* [Data to use]

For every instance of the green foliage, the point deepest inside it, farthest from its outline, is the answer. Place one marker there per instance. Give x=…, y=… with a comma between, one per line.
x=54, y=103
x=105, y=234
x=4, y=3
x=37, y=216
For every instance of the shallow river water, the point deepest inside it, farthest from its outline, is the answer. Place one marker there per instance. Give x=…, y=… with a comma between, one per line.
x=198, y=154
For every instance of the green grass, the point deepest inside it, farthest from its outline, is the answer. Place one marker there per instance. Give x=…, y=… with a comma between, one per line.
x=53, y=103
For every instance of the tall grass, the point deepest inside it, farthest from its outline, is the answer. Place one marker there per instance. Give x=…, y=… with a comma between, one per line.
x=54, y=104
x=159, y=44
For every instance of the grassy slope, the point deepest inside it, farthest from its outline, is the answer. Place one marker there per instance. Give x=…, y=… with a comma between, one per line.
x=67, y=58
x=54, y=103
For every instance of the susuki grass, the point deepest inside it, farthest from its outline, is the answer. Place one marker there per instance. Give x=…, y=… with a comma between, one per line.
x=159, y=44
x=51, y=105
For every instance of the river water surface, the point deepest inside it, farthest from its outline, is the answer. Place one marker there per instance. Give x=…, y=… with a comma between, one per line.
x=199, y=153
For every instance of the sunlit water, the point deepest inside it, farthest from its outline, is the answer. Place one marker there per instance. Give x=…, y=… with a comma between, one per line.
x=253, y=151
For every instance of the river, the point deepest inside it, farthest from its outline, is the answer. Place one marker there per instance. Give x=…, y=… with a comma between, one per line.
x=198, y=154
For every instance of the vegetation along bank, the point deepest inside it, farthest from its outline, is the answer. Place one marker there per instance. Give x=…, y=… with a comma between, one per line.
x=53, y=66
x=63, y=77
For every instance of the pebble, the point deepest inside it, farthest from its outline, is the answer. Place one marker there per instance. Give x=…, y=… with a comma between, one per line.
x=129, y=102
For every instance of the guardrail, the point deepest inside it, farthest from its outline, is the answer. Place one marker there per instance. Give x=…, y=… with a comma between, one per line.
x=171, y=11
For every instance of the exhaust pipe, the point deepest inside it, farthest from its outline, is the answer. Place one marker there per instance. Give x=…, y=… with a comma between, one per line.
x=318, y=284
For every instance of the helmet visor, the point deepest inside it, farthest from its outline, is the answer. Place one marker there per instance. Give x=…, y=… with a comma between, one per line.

* [Job]
Could you copy the rows word for word, from the very beginning through the line containing "x=51, y=105", that line included?

* [Exercise output]
For every instance of the green foliage, the point deepest inside it, farthest from its outline, is the answer. Place one marker there per instance. Give x=…, y=… with a comma between, one per line.
x=54, y=103
x=105, y=234
x=4, y=3
x=37, y=216
For every instance of the shallow river water, the point deepest inside it, farthest from its outline, is the answer. Place one marker there per instance. Give x=…, y=… with a comma between, one per line.
x=198, y=154
For every instance of the green grass, the point deepest inside it, farthest from its outline, is the answer. Place one marker there per instance. Give x=…, y=… with a comma between, one per line.
x=53, y=103
For every instance of the tall grass, the point deepest inside it, farthest from its outline, is the answer. Place one marker there per instance. Give x=…, y=… with a comma between, one per line.
x=54, y=104
x=159, y=44
For every instance of the grassy slope, the point deepest inside it, farthest from its outline, is the answer. Place one marker there per instance. Give x=…, y=… with a comma between, one per line.
x=67, y=58
x=54, y=103
For every instance of the susuki grass, the point deepest inside it, farthest from its outline, is the answer. Place one marker there per instance. Give x=…, y=… with a comma between, one per line.
x=159, y=44
x=51, y=105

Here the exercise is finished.